Русский канон. Книги XX века - Игорь Сухих
Шрифт:
Интервал:
Закладка:
«Убегание, измена, предательство – три последовательные ступени, три формы (нельзя сказать жизни, но сохранения ее), три способа высидеть на коне, выиграть, остаться победителем», – думает герой в «Версии и варианте» второй части.
Вдруг обнаруживается, что «близорукий» Чернышевский, которого Битов цитирует и стилизует в «прологе», над которым иронизирует в комментариях, имеет большее, чем хотелось бы, отношение к концепции главного героя. Речь не о качестве его образцово-плохого романа, с которым тем не менее в русской жизни девятнадцатого века мало что может сравниться по влиянию, заражению, но об уровне некоторых его суждений.
Прочитав тургеневскую «Асю», Чернышевский, может быть, неточно понял писательский замысел, но зато прекрасно увидел реальный характер русского человека на rendez-vous, скованного корсетом общеизвестных «российских общественных привычек и обстоятельств» (может быть, потому, что чувствовал с ним глубинное родство).

= = = = =

Задание:
Воспроизведите дословно фрагмент текста о Битове и Чернышевском, который открывается словами «Вдруг обнаруживается, что» и завершается словами «ним глубинное родство).».

= = = = =

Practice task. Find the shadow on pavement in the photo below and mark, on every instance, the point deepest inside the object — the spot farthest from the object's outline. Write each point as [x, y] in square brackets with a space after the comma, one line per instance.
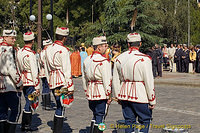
[86, 130]
[66, 127]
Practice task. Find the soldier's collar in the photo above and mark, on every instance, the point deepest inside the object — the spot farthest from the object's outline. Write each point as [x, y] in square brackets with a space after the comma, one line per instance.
[133, 49]
[27, 46]
[59, 42]
[96, 52]
[5, 44]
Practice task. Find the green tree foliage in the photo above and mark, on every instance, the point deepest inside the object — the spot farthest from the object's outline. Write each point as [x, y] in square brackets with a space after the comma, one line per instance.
[158, 21]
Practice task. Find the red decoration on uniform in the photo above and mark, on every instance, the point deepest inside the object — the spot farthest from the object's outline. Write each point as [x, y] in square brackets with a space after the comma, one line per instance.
[28, 33]
[63, 28]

= = = = =

Результат выполнения:
Вдруг обнаруживается, что «близорукий» Чернышевский, которого Битов цитирует и стилизует в «прологе», над которым иронизирует в комментариях, имеет большее, чем хотелось бы, отношение к концепции главного героя. Речь не о качестве его образцово-плохого романа, с которым тем не менее в русской жизни девятнадцатого века мало что может сравниться по влиянию, заражению, но об уровне некоторых его суждений.
Прочитав тургеневскую «Асю», Чернышевский, может быть, неточно понял писательский замысел, но зато прекрасно увидел реальный характер русского человека на rendez-vous, скованного корсетом общеизвестных «российских общественных привычек и обстоятельств» (может быть, потому, что чувствовал с ним глубинное родство).